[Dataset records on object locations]
►

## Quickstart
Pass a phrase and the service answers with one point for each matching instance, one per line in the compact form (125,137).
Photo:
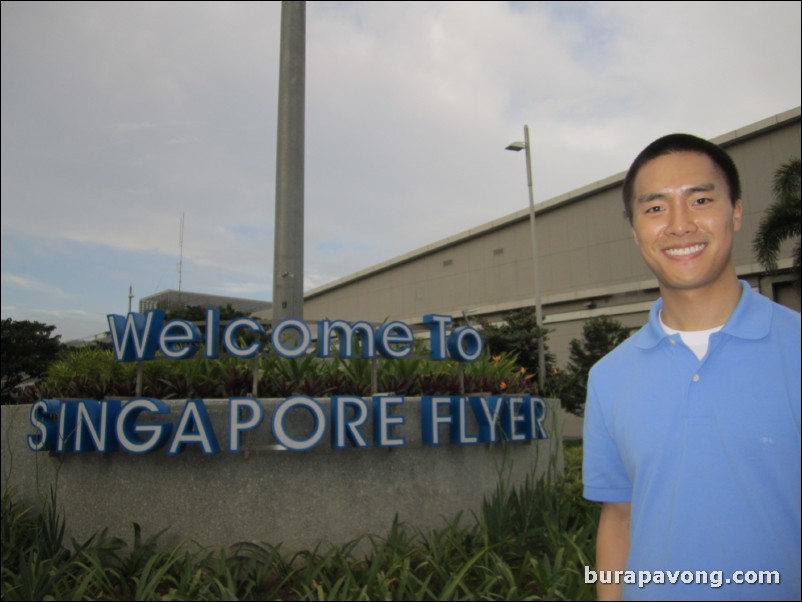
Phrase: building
(589,264)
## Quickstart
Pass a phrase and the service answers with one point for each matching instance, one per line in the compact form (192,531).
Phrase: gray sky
(119,117)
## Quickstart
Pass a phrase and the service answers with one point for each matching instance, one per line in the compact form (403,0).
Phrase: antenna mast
(180,257)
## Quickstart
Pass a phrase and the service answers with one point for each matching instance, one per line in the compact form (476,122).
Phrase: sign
(144,424)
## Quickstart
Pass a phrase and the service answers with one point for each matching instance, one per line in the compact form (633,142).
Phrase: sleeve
(604,476)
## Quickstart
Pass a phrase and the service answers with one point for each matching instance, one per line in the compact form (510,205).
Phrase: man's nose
(681,220)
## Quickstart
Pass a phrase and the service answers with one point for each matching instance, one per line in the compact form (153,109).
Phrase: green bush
(526,543)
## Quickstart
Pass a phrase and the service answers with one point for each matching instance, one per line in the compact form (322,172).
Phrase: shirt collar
(750,320)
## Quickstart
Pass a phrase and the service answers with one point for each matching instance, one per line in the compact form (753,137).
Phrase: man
(692,426)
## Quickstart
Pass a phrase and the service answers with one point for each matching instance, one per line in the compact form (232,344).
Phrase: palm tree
(782,220)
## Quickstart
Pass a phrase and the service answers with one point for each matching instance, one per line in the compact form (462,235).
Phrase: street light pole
(541,350)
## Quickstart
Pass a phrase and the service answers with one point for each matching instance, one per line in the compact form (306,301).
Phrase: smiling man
(692,426)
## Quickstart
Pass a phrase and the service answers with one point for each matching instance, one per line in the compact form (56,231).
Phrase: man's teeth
(685,250)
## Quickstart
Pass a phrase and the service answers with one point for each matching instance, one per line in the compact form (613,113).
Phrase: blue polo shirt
(707,451)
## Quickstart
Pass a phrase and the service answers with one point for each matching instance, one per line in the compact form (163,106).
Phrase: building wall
(589,264)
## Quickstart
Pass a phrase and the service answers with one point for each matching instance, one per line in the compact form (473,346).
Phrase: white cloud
(119,117)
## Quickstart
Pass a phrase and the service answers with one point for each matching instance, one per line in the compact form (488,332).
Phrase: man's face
(683,221)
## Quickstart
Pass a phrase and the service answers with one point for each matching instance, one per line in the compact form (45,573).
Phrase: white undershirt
(696,340)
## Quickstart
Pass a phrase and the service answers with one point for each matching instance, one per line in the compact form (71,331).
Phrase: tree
(782,220)
(27,348)
(519,335)
(600,335)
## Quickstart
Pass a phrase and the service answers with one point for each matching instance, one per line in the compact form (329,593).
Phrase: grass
(527,542)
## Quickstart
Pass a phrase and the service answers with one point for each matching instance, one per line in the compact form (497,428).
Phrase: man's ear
(737,215)
(634,234)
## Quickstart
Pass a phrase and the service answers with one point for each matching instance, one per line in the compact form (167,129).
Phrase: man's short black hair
(682,143)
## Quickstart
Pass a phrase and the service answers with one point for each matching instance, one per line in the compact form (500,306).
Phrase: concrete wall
(589,264)
(263,495)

◄

• Directions:
List every line of the records above that contains the string "wall". Matching is case-sensitive.

• Written response:
Phrase: building wall
Phrase: concrete wall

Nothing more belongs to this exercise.